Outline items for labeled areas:

··········

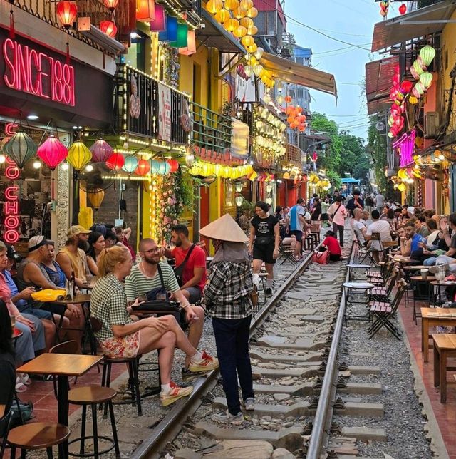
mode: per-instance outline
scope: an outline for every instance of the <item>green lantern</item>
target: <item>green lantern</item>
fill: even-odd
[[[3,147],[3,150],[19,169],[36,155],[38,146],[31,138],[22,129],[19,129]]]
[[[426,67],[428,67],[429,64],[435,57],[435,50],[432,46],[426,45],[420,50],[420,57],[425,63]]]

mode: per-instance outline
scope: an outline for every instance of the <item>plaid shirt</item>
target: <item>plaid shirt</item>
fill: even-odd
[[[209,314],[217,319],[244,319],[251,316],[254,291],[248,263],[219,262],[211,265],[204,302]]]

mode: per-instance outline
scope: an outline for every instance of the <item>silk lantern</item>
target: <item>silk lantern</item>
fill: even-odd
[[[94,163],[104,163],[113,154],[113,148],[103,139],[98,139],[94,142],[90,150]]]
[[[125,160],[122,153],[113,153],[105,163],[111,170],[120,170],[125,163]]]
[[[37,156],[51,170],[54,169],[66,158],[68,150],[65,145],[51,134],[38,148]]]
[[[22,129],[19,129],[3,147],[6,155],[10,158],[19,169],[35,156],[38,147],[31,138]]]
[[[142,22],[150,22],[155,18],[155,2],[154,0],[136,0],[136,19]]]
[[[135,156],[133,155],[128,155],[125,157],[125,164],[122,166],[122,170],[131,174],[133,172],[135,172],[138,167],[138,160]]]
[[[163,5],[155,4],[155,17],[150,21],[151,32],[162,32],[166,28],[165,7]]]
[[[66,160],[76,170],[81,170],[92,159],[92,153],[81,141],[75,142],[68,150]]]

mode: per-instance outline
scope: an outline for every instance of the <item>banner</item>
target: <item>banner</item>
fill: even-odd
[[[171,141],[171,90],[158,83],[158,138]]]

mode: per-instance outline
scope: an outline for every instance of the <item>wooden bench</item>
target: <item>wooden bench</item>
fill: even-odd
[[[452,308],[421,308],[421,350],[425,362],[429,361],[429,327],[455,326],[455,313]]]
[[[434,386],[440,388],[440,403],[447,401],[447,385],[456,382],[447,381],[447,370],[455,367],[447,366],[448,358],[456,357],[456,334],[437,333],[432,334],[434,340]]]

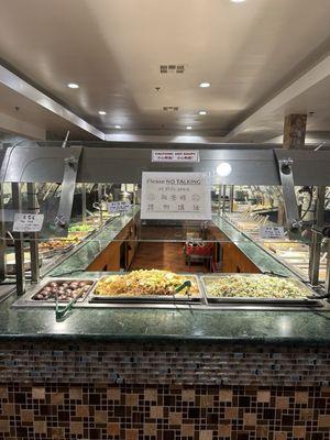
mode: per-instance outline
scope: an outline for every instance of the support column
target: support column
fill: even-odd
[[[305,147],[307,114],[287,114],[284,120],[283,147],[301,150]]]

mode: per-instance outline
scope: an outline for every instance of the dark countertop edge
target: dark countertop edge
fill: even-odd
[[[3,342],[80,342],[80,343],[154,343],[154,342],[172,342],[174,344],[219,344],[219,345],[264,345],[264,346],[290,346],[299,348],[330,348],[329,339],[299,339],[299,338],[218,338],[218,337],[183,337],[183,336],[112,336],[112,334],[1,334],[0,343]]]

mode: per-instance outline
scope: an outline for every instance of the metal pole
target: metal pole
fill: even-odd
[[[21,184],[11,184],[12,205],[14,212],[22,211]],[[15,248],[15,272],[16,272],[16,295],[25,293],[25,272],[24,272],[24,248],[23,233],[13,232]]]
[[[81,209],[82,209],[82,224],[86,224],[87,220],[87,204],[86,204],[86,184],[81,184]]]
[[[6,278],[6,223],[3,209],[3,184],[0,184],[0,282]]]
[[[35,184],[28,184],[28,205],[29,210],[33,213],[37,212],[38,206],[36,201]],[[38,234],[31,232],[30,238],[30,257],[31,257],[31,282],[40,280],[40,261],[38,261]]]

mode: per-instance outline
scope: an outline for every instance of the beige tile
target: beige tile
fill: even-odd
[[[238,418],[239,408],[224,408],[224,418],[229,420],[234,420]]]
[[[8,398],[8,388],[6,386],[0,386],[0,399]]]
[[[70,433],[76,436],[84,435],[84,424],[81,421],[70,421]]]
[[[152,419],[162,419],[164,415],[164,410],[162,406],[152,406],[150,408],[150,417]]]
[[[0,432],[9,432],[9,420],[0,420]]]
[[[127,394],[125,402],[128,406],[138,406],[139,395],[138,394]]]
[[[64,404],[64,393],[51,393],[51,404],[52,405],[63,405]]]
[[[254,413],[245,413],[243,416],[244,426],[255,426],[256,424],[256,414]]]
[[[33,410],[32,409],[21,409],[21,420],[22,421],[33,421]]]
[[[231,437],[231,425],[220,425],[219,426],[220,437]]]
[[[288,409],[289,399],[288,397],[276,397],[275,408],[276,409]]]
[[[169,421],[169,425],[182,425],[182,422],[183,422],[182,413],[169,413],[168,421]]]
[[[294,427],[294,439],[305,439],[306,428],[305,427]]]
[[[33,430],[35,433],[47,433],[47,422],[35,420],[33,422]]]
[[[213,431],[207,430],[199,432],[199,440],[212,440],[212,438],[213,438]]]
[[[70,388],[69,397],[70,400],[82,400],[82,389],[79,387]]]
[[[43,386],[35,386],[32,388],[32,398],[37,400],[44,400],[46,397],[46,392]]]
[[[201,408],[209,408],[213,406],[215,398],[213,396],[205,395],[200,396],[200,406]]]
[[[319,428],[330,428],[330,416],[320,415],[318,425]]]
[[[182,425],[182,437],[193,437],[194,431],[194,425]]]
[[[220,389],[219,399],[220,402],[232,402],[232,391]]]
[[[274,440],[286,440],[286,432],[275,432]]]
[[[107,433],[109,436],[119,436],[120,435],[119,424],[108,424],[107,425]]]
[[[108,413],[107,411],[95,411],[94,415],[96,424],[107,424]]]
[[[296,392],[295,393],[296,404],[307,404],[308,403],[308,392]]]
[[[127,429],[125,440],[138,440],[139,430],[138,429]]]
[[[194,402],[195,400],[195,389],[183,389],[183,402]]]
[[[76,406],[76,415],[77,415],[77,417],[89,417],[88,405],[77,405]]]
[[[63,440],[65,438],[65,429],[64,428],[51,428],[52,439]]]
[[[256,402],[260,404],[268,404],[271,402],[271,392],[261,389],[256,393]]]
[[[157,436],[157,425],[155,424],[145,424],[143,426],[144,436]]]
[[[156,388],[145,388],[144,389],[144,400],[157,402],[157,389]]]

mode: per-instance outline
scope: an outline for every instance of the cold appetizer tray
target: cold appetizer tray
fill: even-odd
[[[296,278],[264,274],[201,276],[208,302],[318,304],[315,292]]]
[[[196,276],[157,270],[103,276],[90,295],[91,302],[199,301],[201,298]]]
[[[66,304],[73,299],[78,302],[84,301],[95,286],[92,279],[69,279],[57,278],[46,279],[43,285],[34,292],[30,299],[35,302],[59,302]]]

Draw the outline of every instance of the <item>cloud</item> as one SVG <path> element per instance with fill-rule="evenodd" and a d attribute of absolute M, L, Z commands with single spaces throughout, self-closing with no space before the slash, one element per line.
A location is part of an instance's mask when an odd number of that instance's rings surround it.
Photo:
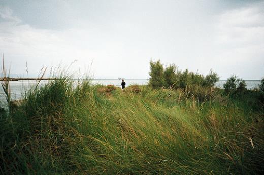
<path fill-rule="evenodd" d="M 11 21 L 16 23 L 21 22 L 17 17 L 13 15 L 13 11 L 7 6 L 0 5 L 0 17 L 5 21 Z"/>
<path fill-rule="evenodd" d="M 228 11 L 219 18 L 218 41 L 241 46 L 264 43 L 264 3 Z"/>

··········

Exercise brief ▸ Turn every line of the entries above into a Markdown table with the columns "Row" and "Line", numbering each row and skipping blank lines. Omit the pictures from the table.

In response ▸
| Row | Line |
|---|---|
| 1 | mode: per-instance outline |
| 2 | scope: an outline for every instance of the <item>green lantern</item> |
| 3 | target: <item>green lantern</item> |
| 4 | fill: even-odd |
| 5 | [[[3,147],[3,150],[19,169],[36,155],[38,146],[31,138],[22,129],[19,129]]] |
| 6 | [[[426,67],[428,67],[429,64],[435,57],[435,50],[432,46],[426,45],[420,50],[420,57],[425,63]]] |
| 7 | mode: per-instance outline |
| 8 | scope: an outline for every instance of the <item>plaid shirt</item> |
| 9 | target: <item>plaid shirt</item> |
| 10 | fill: even-odd |
| 11 | [[[209,314],[217,319],[244,319],[251,316],[254,291],[248,263],[219,262],[211,265],[204,302]]] |
| 12 | mode: per-instance outline |
| 13 | scope: an outline for every instance of the <item>silk lantern</item> |
| 14 | target: <item>silk lantern</item> |
| 15 | fill: even-odd |
| 16 | [[[94,163],[104,163],[113,154],[113,148],[103,139],[98,139],[94,142],[90,150]]] |
| 17 | [[[125,160],[122,153],[113,153],[105,163],[111,170],[120,170],[125,163]]] |
| 18 | [[[37,156],[51,170],[54,169],[66,158],[68,150],[65,145],[51,134],[38,148]]] |
| 19 | [[[22,129],[19,129],[3,147],[6,155],[10,158],[19,169],[35,156],[38,147],[31,138]]] |
| 20 | [[[142,22],[150,22],[155,18],[155,2],[154,0],[136,0],[136,19]]] |
| 21 | [[[135,156],[133,155],[128,155],[125,157],[125,164],[122,166],[122,170],[131,174],[133,172],[135,172],[138,167],[138,160]]] |
| 22 | [[[163,5],[155,4],[155,17],[150,21],[151,32],[162,32],[166,28],[165,7]]] |
| 23 | [[[66,160],[76,170],[81,170],[92,159],[92,153],[81,141],[75,142],[68,150]]] |
| 24 | mode: per-instance outline |
| 25 | scope: an outline for every instance of the <item>banner</item> |
| 26 | target: <item>banner</item> |
| 27 | fill: even-odd |
| 28 | [[[171,141],[171,90],[158,83],[158,138]]] |
| 29 | mode: per-instance outline |
| 30 | scope: an outline for every instance of the <item>wooden bench</item> |
| 31 | target: <item>wooden bench</item> |
| 32 | fill: even-odd |
| 33 | [[[452,308],[421,308],[421,350],[425,362],[429,361],[429,327],[455,326],[455,313]]] |
| 34 | [[[434,386],[440,388],[440,403],[447,401],[447,385],[456,382],[447,381],[447,370],[455,367],[447,366],[448,358],[456,357],[456,334],[437,333],[432,334],[434,340]]] |
| 35 | mode: per-instance outline |
| 36 | scope: an outline for every instance of the support column |
| 37 | target: support column |
| 38 | fill: even-odd |
| 39 | [[[305,147],[307,114],[287,114],[284,120],[283,147],[301,150]]] |
| 40 | mode: per-instance outline |
| 41 | scope: an outline for every instance of the dark countertop edge |
| 42 | target: dark countertop edge |
| 43 | fill: even-odd |
| 44 | [[[3,342],[80,342],[80,343],[154,343],[154,342],[172,342],[174,344],[219,344],[219,345],[264,345],[264,346],[290,346],[299,348],[330,348],[329,339],[299,339],[299,338],[218,338],[218,337],[183,337],[183,336],[112,336],[112,334],[1,334],[0,343]]] |
| 45 | mode: per-instance outline |
| 46 | scope: an outline for every instance of the metal pole |
| 47 | target: metal pole |
| 48 | fill: even-odd |
| 49 | [[[21,184],[11,184],[12,205],[14,212],[22,211]],[[15,248],[15,272],[16,272],[16,295],[25,293],[25,272],[24,272],[24,248],[23,233],[13,232]]] |
| 50 | [[[81,209],[82,209],[82,224],[86,224],[87,220],[87,204],[86,204],[86,184],[81,184]]] |
| 51 | [[[6,278],[6,223],[3,209],[3,184],[0,184],[0,282]]] |
| 52 | [[[35,184],[28,184],[28,205],[29,210],[33,213],[37,212],[38,206],[36,201]],[[38,234],[31,232],[30,238],[30,257],[31,257],[31,282],[40,280],[40,261],[38,261]]] |
| 53 | mode: per-instance outline |
| 54 | scope: an outline for every instance of the beige tile |
| 55 | target: beige tile |
| 56 | fill: even-odd |
| 57 | [[[238,418],[239,408],[224,408],[224,418],[229,420],[234,420]]] |
| 58 | [[[8,398],[8,388],[6,386],[0,386],[0,399]]] |
| 59 | [[[70,433],[76,436],[84,435],[84,424],[81,421],[70,421]]] |
| 60 | [[[152,419],[162,419],[164,415],[164,410],[162,406],[152,406],[150,408],[150,417]]] |
| 61 | [[[0,432],[9,432],[9,420],[0,420]]] |
| 62 | [[[127,394],[125,402],[128,406],[138,406],[139,395],[138,394]]] |
| 63 | [[[64,404],[64,393],[51,393],[51,404],[52,405],[63,405]]] |
| 64 | [[[254,413],[245,413],[243,416],[244,426],[255,426],[256,424],[256,414]]] |
| 65 | [[[33,410],[32,409],[21,409],[21,420],[22,421],[33,421]]] |
| 66 | [[[231,437],[231,425],[220,425],[219,426],[220,437]]] |
| 67 | [[[288,409],[289,399],[288,397],[276,397],[275,408],[276,409]]] |
| 68 | [[[169,421],[169,425],[182,425],[182,422],[183,422],[182,413],[169,413],[168,421]]] |
| 69 | [[[294,427],[294,439],[305,439],[306,428],[305,427]]] |
| 70 | [[[33,430],[35,433],[47,433],[47,422],[35,420],[33,422]]] |
| 71 | [[[213,431],[207,430],[199,432],[199,440],[212,440],[212,438],[213,438]]] |
| 72 | [[[70,388],[69,397],[70,400],[82,400],[82,389],[79,387]]] |
| 73 | [[[43,386],[35,386],[32,388],[32,398],[37,400],[44,400],[46,397],[46,392]]] |
| 74 | [[[201,408],[209,408],[213,406],[215,398],[213,396],[205,395],[200,396],[200,406]]] |
| 75 | [[[319,428],[330,428],[330,416],[320,415],[318,425]]] |
| 76 | [[[182,425],[182,437],[193,437],[194,431],[194,425]]] |
| 77 | [[[220,389],[219,399],[220,402],[232,402],[232,391]]] |
| 78 | [[[274,440],[286,440],[286,432],[275,432]]] |
| 79 | [[[107,433],[109,436],[119,436],[120,435],[119,424],[108,424],[107,425]]] |
| 80 | [[[108,413],[107,411],[95,411],[94,415],[96,424],[107,424]]] |
| 81 | [[[296,392],[295,393],[296,404],[307,404],[308,403],[308,392]]] |
| 82 | [[[127,429],[125,440],[138,440],[139,430],[138,429]]] |
| 83 | [[[194,402],[195,400],[195,389],[183,389],[183,402]]] |
| 84 | [[[76,406],[76,415],[77,415],[77,417],[89,417],[88,405],[77,405]]] |
| 85 | [[[63,440],[65,438],[65,429],[64,428],[51,428],[52,439]]] |
| 86 | [[[256,402],[260,404],[268,404],[271,402],[271,392],[261,389],[256,393]]] |
| 87 | [[[157,436],[157,425],[155,424],[145,424],[143,426],[144,436]]] |
| 88 | [[[156,388],[145,388],[144,389],[144,400],[157,402],[157,389]]] |
| 89 | mode: per-instance outline |
| 90 | scope: an outline for every instance of the cold appetizer tray |
| 91 | target: cold appetizer tray |
| 92 | fill: even-odd |
| 93 | [[[296,278],[264,274],[201,276],[208,302],[318,304],[315,292]]] |
| 94 | [[[196,276],[157,270],[103,276],[90,295],[91,302],[199,301],[201,298]]] |
| 95 | [[[66,304],[73,299],[78,302],[84,301],[95,286],[92,279],[69,279],[57,278],[46,279],[43,285],[34,292],[30,299],[35,302],[59,302]]] |
| 96 | Draw the outline of every instance of the <item>cloud</item> as one SVG <path> element per instance with fill-rule="evenodd" and a d attribute of absolute M, L, Z commands with single spaces throughout, self-closing with no space before the slash, one element per line. |
| 97 | A location is part of an instance's mask when an odd number of that instance's rings surround it. |
| 98 | Photo: |
| 99 | <path fill-rule="evenodd" d="M 11 21 L 16 23 L 21 22 L 17 17 L 13 15 L 13 11 L 7 6 L 0 5 L 0 17 L 5 21 Z"/> |
| 100 | <path fill-rule="evenodd" d="M 228 11 L 219 18 L 218 41 L 241 46 L 264 43 L 264 3 Z"/> |